[Activity]: Pick up the interview passage below about statistics and seeing through noise, and write what comes next, starting right after its last sentence.

[Selected extract]:
══════════

EFRON: Well, the book starts by talking about the fog of noise that lies between us and perceiving things as they really are in the world, how randomness and noise is such a problem in science. Why wasn't there science in the year 0? The Greeks didn't really have science, they had math. It's because it's hard to see the real world, and the statistical point of view on the world is that there's a smooth, nice truth lying under a very noisy surface. If you are able to use probability theory and other theories in an intelligent way, you can penetrate the fog and get at what's underneath there. Trying to understand just how random a lot of the things we see are. It came out during COVID, when people suddenly really wondered, "What percentage of people are dying from COVID?" It was a very noisy thing to try and figure out. It turned out, about 1% of the older people who got COVID died. If it had been 10%, it would've been a much different kind of time for the last two years. Trying to get people to understand something like Bayes' theorem–what does it mean? It's a wonderful way to approach a problem. "I have some opinion. How does my opinion change when I get new evidence?" Well, the math isn't hard, but you've got to know something about probability, and most people don't know anything about probability. Trying to just say that without writing a lot of equations out–there are no equations in the book. Trying to say, "You have a funny-shaped coin in your hand. What's its probability of heads? You flip it 10, 20, 100 times, it comes up maybe 65% of the time heads. Is there a real probability of heads hidden in that coin? What does that mean? How long would I have to go on before I knew that?" That kind of thing, how and if information is accruing. Can you get better answers if you get more and more data? Not always. Sometimes the noise has an irretrievable lower bound on it. Trying to see questions of accuracy. What does accuracy mean? What does plus or minus mean? How do you know if a new drug's better than the old drug? You run a clinical trial. How do you interpret the data in a clinical trial? That kind of thing. There are big philosophical questions like, "What is noise?" But it's hopeless to try and compete with the philosophers. The next level of questions is, "How can we practically use ideas to get a good picture of what's under the noise?" That's how statisticians think. "What's the Bell-shaped curve mean? Why is there such a thing?"

══════════

[Records provided]:
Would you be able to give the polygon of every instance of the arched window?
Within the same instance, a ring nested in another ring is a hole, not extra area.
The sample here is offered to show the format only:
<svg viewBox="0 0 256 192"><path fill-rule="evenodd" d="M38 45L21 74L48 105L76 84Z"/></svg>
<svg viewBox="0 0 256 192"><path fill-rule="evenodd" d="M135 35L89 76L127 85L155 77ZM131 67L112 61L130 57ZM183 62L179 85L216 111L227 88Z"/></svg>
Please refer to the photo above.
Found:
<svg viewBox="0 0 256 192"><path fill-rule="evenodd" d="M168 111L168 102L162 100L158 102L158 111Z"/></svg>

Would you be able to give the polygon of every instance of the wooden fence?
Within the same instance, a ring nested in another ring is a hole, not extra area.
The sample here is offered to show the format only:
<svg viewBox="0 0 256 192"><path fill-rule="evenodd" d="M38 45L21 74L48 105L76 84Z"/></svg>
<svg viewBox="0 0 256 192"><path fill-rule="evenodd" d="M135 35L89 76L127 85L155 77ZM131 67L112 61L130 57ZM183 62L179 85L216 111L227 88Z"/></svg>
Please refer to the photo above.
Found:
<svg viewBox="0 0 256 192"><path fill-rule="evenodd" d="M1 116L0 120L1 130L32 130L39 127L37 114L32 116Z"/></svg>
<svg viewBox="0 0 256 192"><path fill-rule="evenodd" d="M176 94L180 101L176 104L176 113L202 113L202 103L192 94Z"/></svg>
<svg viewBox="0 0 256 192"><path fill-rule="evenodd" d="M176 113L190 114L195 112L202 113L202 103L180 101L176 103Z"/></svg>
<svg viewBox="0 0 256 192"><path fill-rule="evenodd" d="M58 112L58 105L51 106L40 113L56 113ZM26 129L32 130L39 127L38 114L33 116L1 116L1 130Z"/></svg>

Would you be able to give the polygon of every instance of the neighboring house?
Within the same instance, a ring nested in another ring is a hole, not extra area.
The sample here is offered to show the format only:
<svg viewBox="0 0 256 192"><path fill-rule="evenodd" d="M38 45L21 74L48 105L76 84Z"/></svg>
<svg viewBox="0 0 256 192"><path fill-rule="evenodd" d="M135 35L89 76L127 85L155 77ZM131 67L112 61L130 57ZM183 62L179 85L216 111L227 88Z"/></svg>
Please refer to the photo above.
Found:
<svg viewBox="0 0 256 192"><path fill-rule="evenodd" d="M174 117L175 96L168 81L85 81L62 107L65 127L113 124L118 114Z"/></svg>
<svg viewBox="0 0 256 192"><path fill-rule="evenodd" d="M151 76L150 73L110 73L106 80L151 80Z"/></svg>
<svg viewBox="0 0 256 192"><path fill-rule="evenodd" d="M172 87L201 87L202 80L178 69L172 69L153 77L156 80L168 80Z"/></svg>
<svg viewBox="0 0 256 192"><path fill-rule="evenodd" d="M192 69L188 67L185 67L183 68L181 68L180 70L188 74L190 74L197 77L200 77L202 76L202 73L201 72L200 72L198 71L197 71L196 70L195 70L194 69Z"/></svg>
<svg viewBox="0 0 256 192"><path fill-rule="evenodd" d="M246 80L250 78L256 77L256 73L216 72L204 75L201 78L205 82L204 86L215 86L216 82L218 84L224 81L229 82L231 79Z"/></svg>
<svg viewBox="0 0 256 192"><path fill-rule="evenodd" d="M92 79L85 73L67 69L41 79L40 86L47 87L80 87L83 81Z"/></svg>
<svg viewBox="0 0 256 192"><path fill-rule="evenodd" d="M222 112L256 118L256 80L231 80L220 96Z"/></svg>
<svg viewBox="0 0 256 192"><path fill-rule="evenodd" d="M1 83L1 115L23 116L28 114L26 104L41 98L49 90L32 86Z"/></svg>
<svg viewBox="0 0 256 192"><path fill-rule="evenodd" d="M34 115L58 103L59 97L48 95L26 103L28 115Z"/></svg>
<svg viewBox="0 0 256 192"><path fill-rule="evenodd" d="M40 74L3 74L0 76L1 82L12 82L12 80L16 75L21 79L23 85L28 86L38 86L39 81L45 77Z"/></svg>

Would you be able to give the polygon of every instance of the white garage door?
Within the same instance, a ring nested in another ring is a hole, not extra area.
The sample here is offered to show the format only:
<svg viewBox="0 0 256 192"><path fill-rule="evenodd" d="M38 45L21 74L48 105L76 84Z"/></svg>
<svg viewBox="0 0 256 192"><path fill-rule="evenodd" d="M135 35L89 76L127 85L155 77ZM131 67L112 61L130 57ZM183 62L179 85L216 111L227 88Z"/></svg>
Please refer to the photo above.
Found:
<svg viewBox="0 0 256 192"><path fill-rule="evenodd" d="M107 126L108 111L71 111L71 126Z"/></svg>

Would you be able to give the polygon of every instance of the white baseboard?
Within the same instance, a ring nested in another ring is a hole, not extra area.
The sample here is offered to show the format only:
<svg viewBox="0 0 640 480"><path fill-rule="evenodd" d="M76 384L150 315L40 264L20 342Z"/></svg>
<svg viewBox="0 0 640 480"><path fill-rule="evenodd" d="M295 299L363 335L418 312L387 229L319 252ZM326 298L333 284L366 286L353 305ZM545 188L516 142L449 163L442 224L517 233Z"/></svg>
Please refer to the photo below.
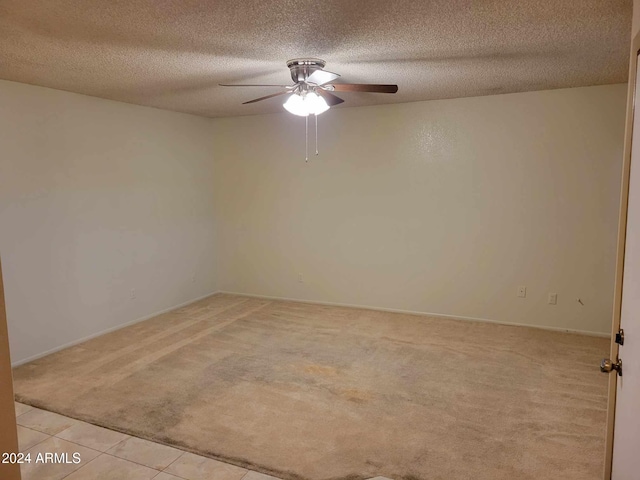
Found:
<svg viewBox="0 0 640 480"><path fill-rule="evenodd" d="M65 348L73 347L74 345L78 345L79 343L86 342L87 340L91 340L92 338L99 337L100 335L104 335L106 333L115 332L116 330L120 330L121 328L125 328L125 327L128 327L130 325L135 325L136 323L144 322L145 320L149 320L150 318L156 317L158 315L162 315L163 313L170 312L171 310L175 310L176 308L186 307L187 305L190 305L192 303L198 302L198 301L200 301L200 300L202 300L204 298L210 297L210 296L215 295L217 293L221 293L221 292L215 291L213 293L207 293L206 295L202 295L201 297L193 298L191 300L187 300L186 302L179 303L178 305L174 305L173 307L165 308L164 310L160 310L159 312L155 312L155 313L152 313L150 315L145 315L144 317L136 318L135 320L132 320L132 321L127 322L127 323L123 323L121 325L116 325L115 327L107 328L106 330L101 330L100 332L93 333L93 334L88 335L86 337L79 338L78 340L74 340L73 342L65 343L64 345L60 345L58 347L52 348L51 350L47 350L46 352L38 353L36 355L32 355L30 357L23 358L22 360L18 360L16 362L12 362L11 366L12 367L18 367L18 366L23 365L25 363L32 362L33 360L37 360L39 358L46 357L47 355L51 355L52 353L59 352L60 350L64 350Z"/></svg>
<svg viewBox="0 0 640 480"><path fill-rule="evenodd" d="M487 318L477 318L477 317L464 317L460 315L448 315L446 313L430 313L430 312L416 312L413 310L401 310L397 308L384 308L384 307L372 307L369 305L354 305L350 303L337 303L337 302L322 302L318 300L303 300L299 298L287 298L287 297L274 297L269 295L258 295L254 293L240 293L240 292L228 292L228 291L219 291L217 293L226 293L228 295L240 295L242 297L253 297L253 298L264 298L267 300L284 300L287 302L298 302L298 303L311 303L315 305L329 305L333 307L347 307L347 308L363 308L365 310L376 310L379 312L391 312L391 313L406 313L409 315L421 315L421 316L429 316L429 317L443 317L450 318L453 320L467 320L470 322L484 322L484 323L496 323L498 325L509 325L512 327L528 327L528 328L538 328L540 330L552 330L555 332L564 332L564 333L575 333L579 335L588 335L590 337L602 337L602 338L611 338L610 333L604 332L592 332L589 330L574 330L571 328L562 328L562 327L551 327L545 325L529 325L525 323L517 323L517 322L504 322L501 320L489 320Z"/></svg>

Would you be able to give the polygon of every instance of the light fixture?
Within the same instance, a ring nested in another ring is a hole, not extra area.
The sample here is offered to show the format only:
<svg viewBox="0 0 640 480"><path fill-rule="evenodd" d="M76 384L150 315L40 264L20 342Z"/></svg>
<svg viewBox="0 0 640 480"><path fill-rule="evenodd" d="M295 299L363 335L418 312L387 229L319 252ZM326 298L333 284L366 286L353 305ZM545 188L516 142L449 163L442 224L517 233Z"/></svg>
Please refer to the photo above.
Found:
<svg viewBox="0 0 640 480"><path fill-rule="evenodd" d="M315 92L293 93L289 96L283 107L294 115L307 117L309 115L320 115L329 110L329 105Z"/></svg>
<svg viewBox="0 0 640 480"><path fill-rule="evenodd" d="M286 102L282 104L285 110L304 118L305 131L305 162L309 161L309 115L313 115L316 127L316 155L318 154L318 115L329 110L327 101L308 87L291 92Z"/></svg>

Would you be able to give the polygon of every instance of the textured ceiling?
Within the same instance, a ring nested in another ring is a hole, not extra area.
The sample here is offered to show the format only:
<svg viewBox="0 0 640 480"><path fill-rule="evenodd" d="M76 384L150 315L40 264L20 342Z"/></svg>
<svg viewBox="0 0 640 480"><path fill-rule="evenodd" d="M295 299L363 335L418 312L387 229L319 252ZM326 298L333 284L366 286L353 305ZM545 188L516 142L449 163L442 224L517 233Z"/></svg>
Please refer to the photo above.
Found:
<svg viewBox="0 0 640 480"><path fill-rule="evenodd" d="M0 78L210 117L282 111L319 57L346 106L625 82L632 0L0 0ZM343 108L338 107L338 108Z"/></svg>

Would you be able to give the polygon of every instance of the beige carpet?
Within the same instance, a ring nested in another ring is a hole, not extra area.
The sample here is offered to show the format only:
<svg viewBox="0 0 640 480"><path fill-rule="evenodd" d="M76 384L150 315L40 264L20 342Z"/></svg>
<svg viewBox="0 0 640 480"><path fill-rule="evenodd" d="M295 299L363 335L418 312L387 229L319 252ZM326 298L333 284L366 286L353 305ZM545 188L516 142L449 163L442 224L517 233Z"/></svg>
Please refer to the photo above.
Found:
<svg viewBox="0 0 640 480"><path fill-rule="evenodd" d="M289 479L599 480L608 341L216 295L15 370L17 400Z"/></svg>

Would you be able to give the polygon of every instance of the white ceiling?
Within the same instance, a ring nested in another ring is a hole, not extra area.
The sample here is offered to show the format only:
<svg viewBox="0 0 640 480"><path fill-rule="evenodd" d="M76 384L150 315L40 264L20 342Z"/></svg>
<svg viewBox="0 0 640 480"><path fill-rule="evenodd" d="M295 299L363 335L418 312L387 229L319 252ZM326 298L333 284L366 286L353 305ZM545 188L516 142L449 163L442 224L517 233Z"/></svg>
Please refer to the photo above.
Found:
<svg viewBox="0 0 640 480"><path fill-rule="evenodd" d="M319 57L344 106L627 80L632 0L0 0L0 78L210 117L282 111ZM338 108L343 108L340 106Z"/></svg>

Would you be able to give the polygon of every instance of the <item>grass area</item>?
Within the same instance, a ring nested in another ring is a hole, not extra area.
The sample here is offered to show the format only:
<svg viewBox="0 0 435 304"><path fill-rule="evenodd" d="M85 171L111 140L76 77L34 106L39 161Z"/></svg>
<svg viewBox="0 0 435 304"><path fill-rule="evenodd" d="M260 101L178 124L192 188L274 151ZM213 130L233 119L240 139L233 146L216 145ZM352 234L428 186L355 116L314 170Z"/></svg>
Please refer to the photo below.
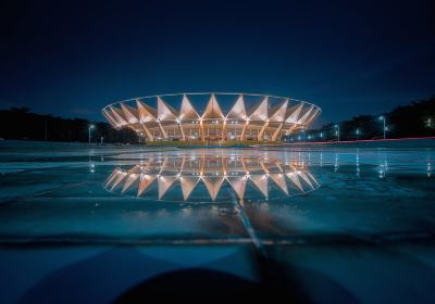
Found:
<svg viewBox="0 0 435 304"><path fill-rule="evenodd" d="M254 144L271 144L278 142L271 141L253 141L253 140L244 140L244 141L224 141L224 142L207 142L207 141L152 141L147 142L147 145L159 145L159 147L249 147Z"/></svg>

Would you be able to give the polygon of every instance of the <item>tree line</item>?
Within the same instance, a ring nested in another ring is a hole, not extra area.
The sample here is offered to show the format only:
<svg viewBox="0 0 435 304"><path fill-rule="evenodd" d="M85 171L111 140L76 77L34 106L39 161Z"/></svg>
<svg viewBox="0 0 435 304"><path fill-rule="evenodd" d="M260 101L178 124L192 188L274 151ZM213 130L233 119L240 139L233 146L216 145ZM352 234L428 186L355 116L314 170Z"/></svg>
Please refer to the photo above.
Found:
<svg viewBox="0 0 435 304"><path fill-rule="evenodd" d="M435 96L407 105L400 105L387 113L358 115L351 119L331 123L318 129L310 129L285 137L286 141L318 141L381 139L385 118L386 138L435 136Z"/></svg>
<svg viewBox="0 0 435 304"><path fill-rule="evenodd" d="M128 128L116 130L108 123L36 114L26 106L0 110L0 138L3 139L87 142L91 125L92 142L101 142L101 137L103 142L111 143L138 141L135 131Z"/></svg>
<svg viewBox="0 0 435 304"><path fill-rule="evenodd" d="M361 140L383 138L385 117L386 137L435 136L435 96L407 105L400 105L388 113L358 115L351 119L331 123L318 129L310 129L284 137L284 141L299 140ZM30 112L29 107L0 110L0 138L47 141L88 141L89 126L91 141L111 143L135 143L138 136L129 128L114 129L108 123L92 123L83 118L62 118Z"/></svg>

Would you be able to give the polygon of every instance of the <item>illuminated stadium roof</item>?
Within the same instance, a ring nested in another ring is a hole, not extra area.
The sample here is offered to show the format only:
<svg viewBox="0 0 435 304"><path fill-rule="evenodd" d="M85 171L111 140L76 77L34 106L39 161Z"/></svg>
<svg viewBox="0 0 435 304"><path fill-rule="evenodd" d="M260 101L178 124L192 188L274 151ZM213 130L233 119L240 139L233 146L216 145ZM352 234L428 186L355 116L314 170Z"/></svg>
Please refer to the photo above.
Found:
<svg viewBox="0 0 435 304"><path fill-rule="evenodd" d="M203 106L201 114L192 100ZM179 110L171 105L176 103ZM223 103L233 106L224 113ZM276 141L309 127L320 113L306 101L248 93L161 94L102 109L113 127L132 128L148 141Z"/></svg>

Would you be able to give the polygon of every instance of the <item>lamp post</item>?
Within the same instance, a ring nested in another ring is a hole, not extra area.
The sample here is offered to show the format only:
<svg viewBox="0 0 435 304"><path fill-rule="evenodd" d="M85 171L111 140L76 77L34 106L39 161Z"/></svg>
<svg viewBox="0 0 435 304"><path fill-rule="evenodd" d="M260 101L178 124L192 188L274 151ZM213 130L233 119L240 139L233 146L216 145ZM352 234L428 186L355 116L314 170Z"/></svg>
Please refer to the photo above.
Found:
<svg viewBox="0 0 435 304"><path fill-rule="evenodd" d="M384 132L384 139L385 139L385 131L386 131L386 129L387 129L387 127L385 126L385 116L381 116L381 117L380 117L380 121L383 121L383 123L384 123L383 132Z"/></svg>
<svg viewBox="0 0 435 304"><path fill-rule="evenodd" d="M89 125L89 128L88 128L88 141L89 141L89 143L90 143L90 130L91 129L94 129L95 128L95 126L94 125Z"/></svg>

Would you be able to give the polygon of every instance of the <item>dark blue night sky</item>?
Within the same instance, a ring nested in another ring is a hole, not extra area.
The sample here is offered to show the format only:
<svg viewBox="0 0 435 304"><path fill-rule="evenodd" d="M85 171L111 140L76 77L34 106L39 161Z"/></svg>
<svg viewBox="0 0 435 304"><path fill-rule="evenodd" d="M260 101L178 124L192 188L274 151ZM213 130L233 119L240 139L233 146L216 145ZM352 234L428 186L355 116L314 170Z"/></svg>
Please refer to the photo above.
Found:
<svg viewBox="0 0 435 304"><path fill-rule="evenodd" d="M244 91L323 124L435 93L433 1L9 2L0 107L103 121L121 99Z"/></svg>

══════════

[Exercise result]:
ZIERLER: Is that to say, when you talk about the underlying truth and all of the randomness, are those compatible statements? In other words, is the randomness part of the underlying truth, or is it something to get through in order to see the underlying truth?

EFRON: People have answered that both ways. There are theories that say there is no underlying truth, there are only objective things you can do. One of the theories due to di Finetti says, "I don't know what the probability of that coin is. But having flipped it 100 times, I have a set of possibilities that are more or less reasonable, and that's the only real thing. You can make that set of possibilities smaller and smaller, but there's no real probability of heads of the coin." The more Plato kind of theory is, "No, there really is one, you just can't see it." It's sort of like there really is a circle, you just don't have a perfect circle in real life. As far as working with statistics in the real world, those questions are less important because you don't get down to that for most things. You'll be pretty happy if I can tell you approximately what your answer is and approximately how wrong you are. But you want that to be a good answer, not just one I made up. It's not just my authority that says that, there's a model. People have thought of very clever ways of stating the thing you just asked that make it possible to give reasonable answers. There's nothing like Einstein's theory of gravitation or something. You're not going to ever get that kind of perfection with statistical arguments. But strangely enough, you can make the statements realistic enough that a rational person will agree, "Yeah, that's pretty much what we have to decide from this set of data."

ZIERLER: And that's a pretty good standard to go by.

EFRON: Yeah.

ZIERLER: Brad, this has been an excellent conversation. I'm so glad we connected. I'd like to thank you so much.